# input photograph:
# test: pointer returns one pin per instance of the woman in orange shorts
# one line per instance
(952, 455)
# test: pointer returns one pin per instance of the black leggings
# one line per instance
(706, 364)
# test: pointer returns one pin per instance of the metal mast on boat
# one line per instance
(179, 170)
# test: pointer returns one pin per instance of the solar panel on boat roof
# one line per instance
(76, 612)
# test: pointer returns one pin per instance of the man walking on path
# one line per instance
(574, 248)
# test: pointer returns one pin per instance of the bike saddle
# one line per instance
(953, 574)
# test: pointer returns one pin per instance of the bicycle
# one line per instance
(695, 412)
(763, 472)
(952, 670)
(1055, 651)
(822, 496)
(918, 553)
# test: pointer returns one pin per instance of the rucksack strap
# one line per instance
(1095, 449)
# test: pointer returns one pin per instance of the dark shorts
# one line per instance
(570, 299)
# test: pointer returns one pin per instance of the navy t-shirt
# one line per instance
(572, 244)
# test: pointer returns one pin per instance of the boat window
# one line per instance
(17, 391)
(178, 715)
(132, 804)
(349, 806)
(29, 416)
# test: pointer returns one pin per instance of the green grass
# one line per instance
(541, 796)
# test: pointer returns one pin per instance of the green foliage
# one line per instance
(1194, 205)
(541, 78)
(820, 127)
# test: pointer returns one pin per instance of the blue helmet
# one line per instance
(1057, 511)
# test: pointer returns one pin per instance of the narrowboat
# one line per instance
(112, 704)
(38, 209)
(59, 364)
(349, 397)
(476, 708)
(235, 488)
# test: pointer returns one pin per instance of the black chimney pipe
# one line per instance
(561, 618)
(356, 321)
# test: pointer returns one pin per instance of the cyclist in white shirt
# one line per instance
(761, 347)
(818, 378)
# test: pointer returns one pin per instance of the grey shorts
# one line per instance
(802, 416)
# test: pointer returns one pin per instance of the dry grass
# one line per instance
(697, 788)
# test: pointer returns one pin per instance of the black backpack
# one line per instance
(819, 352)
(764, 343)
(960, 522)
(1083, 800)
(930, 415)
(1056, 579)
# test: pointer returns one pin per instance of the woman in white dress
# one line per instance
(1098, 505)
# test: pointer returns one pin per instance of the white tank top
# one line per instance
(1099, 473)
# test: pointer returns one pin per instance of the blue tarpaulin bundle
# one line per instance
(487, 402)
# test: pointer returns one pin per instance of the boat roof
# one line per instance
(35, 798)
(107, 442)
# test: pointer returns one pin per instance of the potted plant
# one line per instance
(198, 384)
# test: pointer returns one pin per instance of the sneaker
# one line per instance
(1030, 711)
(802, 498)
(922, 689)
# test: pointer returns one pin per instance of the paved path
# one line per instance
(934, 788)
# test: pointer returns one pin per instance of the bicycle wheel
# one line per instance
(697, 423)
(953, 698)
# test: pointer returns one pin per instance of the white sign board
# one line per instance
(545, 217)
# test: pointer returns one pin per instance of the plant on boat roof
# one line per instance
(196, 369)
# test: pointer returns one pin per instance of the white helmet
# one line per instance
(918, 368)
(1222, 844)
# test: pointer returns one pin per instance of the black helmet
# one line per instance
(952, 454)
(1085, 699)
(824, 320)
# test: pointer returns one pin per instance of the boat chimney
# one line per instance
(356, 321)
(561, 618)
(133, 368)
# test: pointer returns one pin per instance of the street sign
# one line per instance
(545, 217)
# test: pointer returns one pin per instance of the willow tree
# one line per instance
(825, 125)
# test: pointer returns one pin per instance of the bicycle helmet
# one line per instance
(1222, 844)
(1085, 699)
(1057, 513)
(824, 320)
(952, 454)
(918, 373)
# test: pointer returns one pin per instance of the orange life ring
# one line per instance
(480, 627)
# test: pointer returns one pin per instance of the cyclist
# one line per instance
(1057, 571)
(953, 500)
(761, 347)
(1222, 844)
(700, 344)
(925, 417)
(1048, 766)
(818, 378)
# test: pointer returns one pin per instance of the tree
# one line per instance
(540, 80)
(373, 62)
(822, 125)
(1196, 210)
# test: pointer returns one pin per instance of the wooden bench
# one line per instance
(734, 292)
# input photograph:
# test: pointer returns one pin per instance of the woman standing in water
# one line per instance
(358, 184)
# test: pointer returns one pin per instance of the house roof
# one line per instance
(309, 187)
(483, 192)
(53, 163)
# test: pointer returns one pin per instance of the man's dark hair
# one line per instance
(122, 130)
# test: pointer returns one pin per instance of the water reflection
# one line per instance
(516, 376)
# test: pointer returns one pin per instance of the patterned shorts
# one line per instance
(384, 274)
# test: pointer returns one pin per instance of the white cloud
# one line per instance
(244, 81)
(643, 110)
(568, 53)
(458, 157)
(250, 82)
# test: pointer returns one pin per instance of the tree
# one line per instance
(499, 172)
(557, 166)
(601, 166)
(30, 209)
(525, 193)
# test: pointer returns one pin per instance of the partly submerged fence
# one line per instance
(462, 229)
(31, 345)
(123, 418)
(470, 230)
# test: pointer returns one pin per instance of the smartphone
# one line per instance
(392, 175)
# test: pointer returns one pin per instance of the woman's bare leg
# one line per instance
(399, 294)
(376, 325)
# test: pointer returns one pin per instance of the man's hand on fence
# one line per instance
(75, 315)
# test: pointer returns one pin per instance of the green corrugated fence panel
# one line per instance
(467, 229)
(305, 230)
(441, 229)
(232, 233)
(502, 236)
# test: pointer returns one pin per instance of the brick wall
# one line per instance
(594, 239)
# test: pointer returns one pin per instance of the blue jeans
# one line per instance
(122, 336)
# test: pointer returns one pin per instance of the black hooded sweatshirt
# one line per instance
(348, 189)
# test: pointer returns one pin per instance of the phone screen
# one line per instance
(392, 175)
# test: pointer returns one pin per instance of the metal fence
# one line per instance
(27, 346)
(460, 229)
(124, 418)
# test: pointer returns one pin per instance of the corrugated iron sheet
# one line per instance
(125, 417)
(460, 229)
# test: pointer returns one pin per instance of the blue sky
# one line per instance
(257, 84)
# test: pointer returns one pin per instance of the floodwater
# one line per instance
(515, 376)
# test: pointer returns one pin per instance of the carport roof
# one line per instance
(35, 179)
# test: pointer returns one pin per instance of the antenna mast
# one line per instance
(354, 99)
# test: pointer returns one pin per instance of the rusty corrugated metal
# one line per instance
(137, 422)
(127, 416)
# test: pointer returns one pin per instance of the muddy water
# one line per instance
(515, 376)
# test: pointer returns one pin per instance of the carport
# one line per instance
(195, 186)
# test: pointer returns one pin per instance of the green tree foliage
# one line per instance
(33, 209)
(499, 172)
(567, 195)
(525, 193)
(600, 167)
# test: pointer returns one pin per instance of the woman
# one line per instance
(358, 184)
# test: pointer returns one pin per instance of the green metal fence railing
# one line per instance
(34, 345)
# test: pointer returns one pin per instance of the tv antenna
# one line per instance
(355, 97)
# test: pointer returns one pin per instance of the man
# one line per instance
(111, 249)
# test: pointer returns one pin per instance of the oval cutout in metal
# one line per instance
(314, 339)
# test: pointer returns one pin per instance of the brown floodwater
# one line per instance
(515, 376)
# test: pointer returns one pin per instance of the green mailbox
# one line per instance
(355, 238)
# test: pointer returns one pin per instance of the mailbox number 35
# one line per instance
##########
Instruction
Reproduce verbatim the stretch of the items from the line containing "green tree foliage" through the end of the items.

Solution
# test: pointer returns one pin per instance of the green tree foliage
# one line per instance
(33, 209)
(499, 172)
(567, 195)
(525, 193)
(600, 167)
# test: pointer returns one pin per instance of the woman
# one line per instance
(358, 184)
# test: pointer returns one pin per instance of the green metal fence railing
# one line per instance
(34, 345)
# test: pointer returns one pin per instance of the tv antenna
# one line per instance
(355, 97)
# test: pointer returns one pin per instance of the man
# one line per instance
(111, 249)
# test: pointer returns one pin per instance of the oval cutout in metal
# one line per instance
(314, 339)
# test: pointer returns one pin per instance of the brown floodwater
# one line per instance
(515, 376)
# test: pointer returns one pin per instance of the green mailbox
# one line per instance
(355, 238)
# test: pointer returns one pin per instance of the mailbox number 35
# one line per instance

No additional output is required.